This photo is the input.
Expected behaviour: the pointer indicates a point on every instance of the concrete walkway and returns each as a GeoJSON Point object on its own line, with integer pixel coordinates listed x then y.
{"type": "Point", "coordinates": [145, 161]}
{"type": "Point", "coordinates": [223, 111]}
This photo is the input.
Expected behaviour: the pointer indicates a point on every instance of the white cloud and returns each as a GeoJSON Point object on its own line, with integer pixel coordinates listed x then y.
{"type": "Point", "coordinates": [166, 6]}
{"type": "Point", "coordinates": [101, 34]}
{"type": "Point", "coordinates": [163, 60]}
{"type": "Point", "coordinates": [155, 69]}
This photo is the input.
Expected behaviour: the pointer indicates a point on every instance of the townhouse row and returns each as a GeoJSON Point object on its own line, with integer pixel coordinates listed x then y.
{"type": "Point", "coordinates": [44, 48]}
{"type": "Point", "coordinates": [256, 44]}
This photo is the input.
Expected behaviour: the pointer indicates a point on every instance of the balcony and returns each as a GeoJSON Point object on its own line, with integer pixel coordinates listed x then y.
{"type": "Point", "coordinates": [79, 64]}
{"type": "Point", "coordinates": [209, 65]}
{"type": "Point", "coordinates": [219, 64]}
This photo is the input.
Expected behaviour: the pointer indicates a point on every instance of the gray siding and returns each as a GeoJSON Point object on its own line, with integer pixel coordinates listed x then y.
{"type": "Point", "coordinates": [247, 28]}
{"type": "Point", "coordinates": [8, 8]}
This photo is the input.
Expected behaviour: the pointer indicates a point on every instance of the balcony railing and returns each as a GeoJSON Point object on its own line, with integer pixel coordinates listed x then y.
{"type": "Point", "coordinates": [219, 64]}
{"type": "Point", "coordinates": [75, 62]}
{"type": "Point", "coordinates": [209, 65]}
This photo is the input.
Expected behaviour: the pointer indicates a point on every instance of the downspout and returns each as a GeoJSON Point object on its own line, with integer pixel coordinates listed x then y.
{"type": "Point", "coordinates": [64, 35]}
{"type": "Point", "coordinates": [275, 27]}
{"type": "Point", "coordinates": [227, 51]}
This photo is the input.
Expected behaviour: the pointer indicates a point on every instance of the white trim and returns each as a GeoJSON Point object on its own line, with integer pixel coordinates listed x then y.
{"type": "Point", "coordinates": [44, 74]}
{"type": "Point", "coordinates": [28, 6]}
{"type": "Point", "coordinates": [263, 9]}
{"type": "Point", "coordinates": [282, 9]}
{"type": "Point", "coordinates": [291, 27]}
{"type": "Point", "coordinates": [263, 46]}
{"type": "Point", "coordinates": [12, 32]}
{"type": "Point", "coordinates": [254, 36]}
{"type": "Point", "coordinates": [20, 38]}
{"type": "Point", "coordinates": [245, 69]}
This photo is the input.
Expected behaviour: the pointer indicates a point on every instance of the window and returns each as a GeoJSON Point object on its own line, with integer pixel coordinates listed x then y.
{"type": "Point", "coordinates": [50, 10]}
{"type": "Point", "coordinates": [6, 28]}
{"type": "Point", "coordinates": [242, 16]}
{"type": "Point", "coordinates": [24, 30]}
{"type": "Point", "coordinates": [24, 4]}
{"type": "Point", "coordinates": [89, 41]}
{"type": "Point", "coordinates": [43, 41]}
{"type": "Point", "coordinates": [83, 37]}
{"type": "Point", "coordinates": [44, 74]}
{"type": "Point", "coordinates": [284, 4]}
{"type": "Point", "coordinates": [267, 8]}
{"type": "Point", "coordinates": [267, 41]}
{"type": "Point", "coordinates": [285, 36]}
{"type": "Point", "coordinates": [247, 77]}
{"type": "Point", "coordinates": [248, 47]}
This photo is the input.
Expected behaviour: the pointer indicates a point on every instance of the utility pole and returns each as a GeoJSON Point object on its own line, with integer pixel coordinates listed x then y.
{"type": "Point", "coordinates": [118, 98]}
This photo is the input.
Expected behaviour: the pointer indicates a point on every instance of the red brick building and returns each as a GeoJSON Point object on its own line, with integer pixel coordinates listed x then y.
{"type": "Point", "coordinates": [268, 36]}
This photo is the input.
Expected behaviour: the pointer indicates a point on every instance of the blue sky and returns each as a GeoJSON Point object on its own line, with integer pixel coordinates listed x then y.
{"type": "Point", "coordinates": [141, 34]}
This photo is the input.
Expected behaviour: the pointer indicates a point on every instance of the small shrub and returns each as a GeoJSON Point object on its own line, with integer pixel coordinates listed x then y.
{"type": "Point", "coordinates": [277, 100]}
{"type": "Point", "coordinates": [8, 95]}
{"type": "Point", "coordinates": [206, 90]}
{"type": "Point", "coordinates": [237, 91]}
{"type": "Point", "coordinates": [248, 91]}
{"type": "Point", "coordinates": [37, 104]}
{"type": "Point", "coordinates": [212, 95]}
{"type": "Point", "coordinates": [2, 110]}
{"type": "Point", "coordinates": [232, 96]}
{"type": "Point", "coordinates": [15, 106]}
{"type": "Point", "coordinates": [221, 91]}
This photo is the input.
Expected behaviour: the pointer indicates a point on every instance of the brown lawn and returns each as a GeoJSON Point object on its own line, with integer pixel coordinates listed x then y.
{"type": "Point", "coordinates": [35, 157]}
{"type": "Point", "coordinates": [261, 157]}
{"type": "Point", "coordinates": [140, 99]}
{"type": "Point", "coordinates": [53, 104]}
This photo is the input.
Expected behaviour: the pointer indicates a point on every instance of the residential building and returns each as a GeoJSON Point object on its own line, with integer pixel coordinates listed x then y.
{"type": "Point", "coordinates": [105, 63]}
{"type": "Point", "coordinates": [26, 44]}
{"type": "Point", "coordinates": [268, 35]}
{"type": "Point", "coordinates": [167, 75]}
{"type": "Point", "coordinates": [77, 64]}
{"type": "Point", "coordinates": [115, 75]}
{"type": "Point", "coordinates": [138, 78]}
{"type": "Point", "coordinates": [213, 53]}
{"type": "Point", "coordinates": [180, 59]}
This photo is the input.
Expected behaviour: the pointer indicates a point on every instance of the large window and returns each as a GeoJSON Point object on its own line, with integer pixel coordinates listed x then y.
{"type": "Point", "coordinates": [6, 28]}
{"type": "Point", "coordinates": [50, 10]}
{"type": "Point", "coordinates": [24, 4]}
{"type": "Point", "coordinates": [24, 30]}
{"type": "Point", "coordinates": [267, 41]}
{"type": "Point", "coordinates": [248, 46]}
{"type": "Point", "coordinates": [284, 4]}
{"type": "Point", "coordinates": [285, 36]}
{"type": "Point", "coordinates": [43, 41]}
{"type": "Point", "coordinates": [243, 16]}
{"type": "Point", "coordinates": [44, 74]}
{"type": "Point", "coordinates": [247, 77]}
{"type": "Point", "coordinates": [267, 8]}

§ **ASSIGNMENT**
All the lines above must appear again in the answer, word for word.

§ **REPLY TO THE EXERCISE**
This photo is the input.
Expected behaviour: the pointer indicates a point on every instance of the concrete walkway and returns each as a GeoJSON Point object on its own line, with integer pixel coordinates listed x then y.
{"type": "Point", "coordinates": [145, 161]}
{"type": "Point", "coordinates": [223, 111]}
This photo is the input.
Expected behaviour: the pointer indicates a point on every instance of the white cloud and returns each as a GeoJSON Point object on its own line, with integer pixel coordinates listed x then y.
{"type": "Point", "coordinates": [166, 6]}
{"type": "Point", "coordinates": [101, 34]}
{"type": "Point", "coordinates": [163, 60]}
{"type": "Point", "coordinates": [155, 69]}
This photo is the input.
Expected behaviour: the pointer indicates a point on every instance of the townhouse row and returns each as a GeoJSON Point object on its own line, with integer pixel coordinates listed x then y.
{"type": "Point", "coordinates": [44, 48]}
{"type": "Point", "coordinates": [256, 44]}
This photo is the input.
Expected behaviour: the pointer indicates a point on every instance of the balcony and returns each as a GeoJSON Point object on its own line, with integer pixel coordinates listed x then y.
{"type": "Point", "coordinates": [79, 64]}
{"type": "Point", "coordinates": [209, 65]}
{"type": "Point", "coordinates": [219, 64]}
This photo is the input.
Expected behaviour: the pointer indicates a point on every instance of the gray siding and returns each as a GeoJSON Point object on its own line, with integer pixel coordinates listed x then y.
{"type": "Point", "coordinates": [247, 28]}
{"type": "Point", "coordinates": [8, 8]}
This photo is the input.
Expected behaviour: the pointer indicates a point on every instance of the balcony railing and returns each as a GeoJSON Point object on its own line, with integer pixel coordinates listed x then y.
{"type": "Point", "coordinates": [219, 64]}
{"type": "Point", "coordinates": [75, 62]}
{"type": "Point", "coordinates": [209, 65]}
This photo is the input.
Expected behaviour: the pointer indicates a point on every instance of the downspout and returns each as a GeoJSON Point object on its own line, with integer pixel coordinates listed x then y.
{"type": "Point", "coordinates": [64, 35]}
{"type": "Point", "coordinates": [275, 27]}
{"type": "Point", "coordinates": [227, 51]}
This photo is the input.
Expected behaviour: the pointer indicates a point on every instance of the white trim and returns each as a GeoJSON Point object on its own line, with integer pixel coordinates listed x then y.
{"type": "Point", "coordinates": [44, 74]}
{"type": "Point", "coordinates": [28, 6]}
{"type": "Point", "coordinates": [263, 9]}
{"type": "Point", "coordinates": [282, 9]}
{"type": "Point", "coordinates": [291, 27]}
{"type": "Point", "coordinates": [263, 46]}
{"type": "Point", "coordinates": [12, 32]}
{"type": "Point", "coordinates": [254, 36]}
{"type": "Point", "coordinates": [20, 38]}
{"type": "Point", "coordinates": [245, 69]}
This photo is the input.
Expected behaviour: the pointer indicates a point on every instance of the window and returns each as a GeoJSON Point object on its own line, with integer pixel coordinates listed x then y.
{"type": "Point", "coordinates": [50, 10]}
{"type": "Point", "coordinates": [6, 28]}
{"type": "Point", "coordinates": [242, 16]}
{"type": "Point", "coordinates": [24, 30]}
{"type": "Point", "coordinates": [24, 4]}
{"type": "Point", "coordinates": [89, 41]}
{"type": "Point", "coordinates": [43, 41]}
{"type": "Point", "coordinates": [83, 37]}
{"type": "Point", "coordinates": [44, 74]}
{"type": "Point", "coordinates": [284, 4]}
{"type": "Point", "coordinates": [267, 8]}
{"type": "Point", "coordinates": [267, 41]}
{"type": "Point", "coordinates": [285, 36]}
{"type": "Point", "coordinates": [247, 77]}
{"type": "Point", "coordinates": [248, 47]}
This photo is the input.
Expected behaviour: the pointer indicates a point on every instance of the utility pole and returns each as a GeoJSON Point object on its own line, with integer pixel coordinates listed x then y.
{"type": "Point", "coordinates": [118, 98]}
This photo is the input.
Expected behaviour: the pointer indicates a point on every instance of the red brick building and returns each as a GeoJSON Point object on its own line, with integer pixel coordinates listed x then y.
{"type": "Point", "coordinates": [268, 36]}
This photo is the input.
Expected behaviour: the pointer indicates a point on every instance of the blue sky and returns each as a GeoJSON Point object on its own line, with integer pixel coordinates listed x then y.
{"type": "Point", "coordinates": [141, 34]}
This photo is the input.
Expected behaviour: the pointer indicates a point on every instance of the small shrub and returns each as a GeoJSON Point object on its own line, with integer pixel coordinates listed x then y.
{"type": "Point", "coordinates": [277, 100]}
{"type": "Point", "coordinates": [8, 95]}
{"type": "Point", "coordinates": [206, 90]}
{"type": "Point", "coordinates": [237, 91]}
{"type": "Point", "coordinates": [248, 91]}
{"type": "Point", "coordinates": [37, 104]}
{"type": "Point", "coordinates": [212, 95]}
{"type": "Point", "coordinates": [2, 110]}
{"type": "Point", "coordinates": [232, 96]}
{"type": "Point", "coordinates": [15, 106]}
{"type": "Point", "coordinates": [221, 91]}
This photo is the input.
Expected behaviour: the pointer indicates a point on every instance of the brown lawn and returns each as a GeoJSON Point object on its own line, with integer pixel coordinates listed x then y.
{"type": "Point", "coordinates": [35, 157]}
{"type": "Point", "coordinates": [261, 157]}
{"type": "Point", "coordinates": [140, 99]}
{"type": "Point", "coordinates": [53, 104]}
This photo is the input.
Expected behaviour: the pointer indicates a point on every instance of the residential building and returns each as a GeoJSON Point object on its own line, with integer pixel coordinates listed x then y.
{"type": "Point", "coordinates": [105, 63]}
{"type": "Point", "coordinates": [26, 44]}
{"type": "Point", "coordinates": [268, 35]}
{"type": "Point", "coordinates": [167, 75]}
{"type": "Point", "coordinates": [77, 64]}
{"type": "Point", "coordinates": [115, 75]}
{"type": "Point", "coordinates": [138, 78]}
{"type": "Point", "coordinates": [213, 53]}
{"type": "Point", "coordinates": [180, 59]}
This photo is the input.
Expected behaviour: the pointer indicates a point on every instance of the large window and returns each as a GeoJSON Point object on its own line, with integer pixel coordinates listed x then y.
{"type": "Point", "coordinates": [6, 28]}
{"type": "Point", "coordinates": [50, 10]}
{"type": "Point", "coordinates": [24, 4]}
{"type": "Point", "coordinates": [24, 30]}
{"type": "Point", "coordinates": [267, 41]}
{"type": "Point", "coordinates": [248, 46]}
{"type": "Point", "coordinates": [284, 4]}
{"type": "Point", "coordinates": [285, 36]}
{"type": "Point", "coordinates": [43, 41]}
{"type": "Point", "coordinates": [243, 16]}
{"type": "Point", "coordinates": [44, 74]}
{"type": "Point", "coordinates": [247, 77]}
{"type": "Point", "coordinates": [267, 8]}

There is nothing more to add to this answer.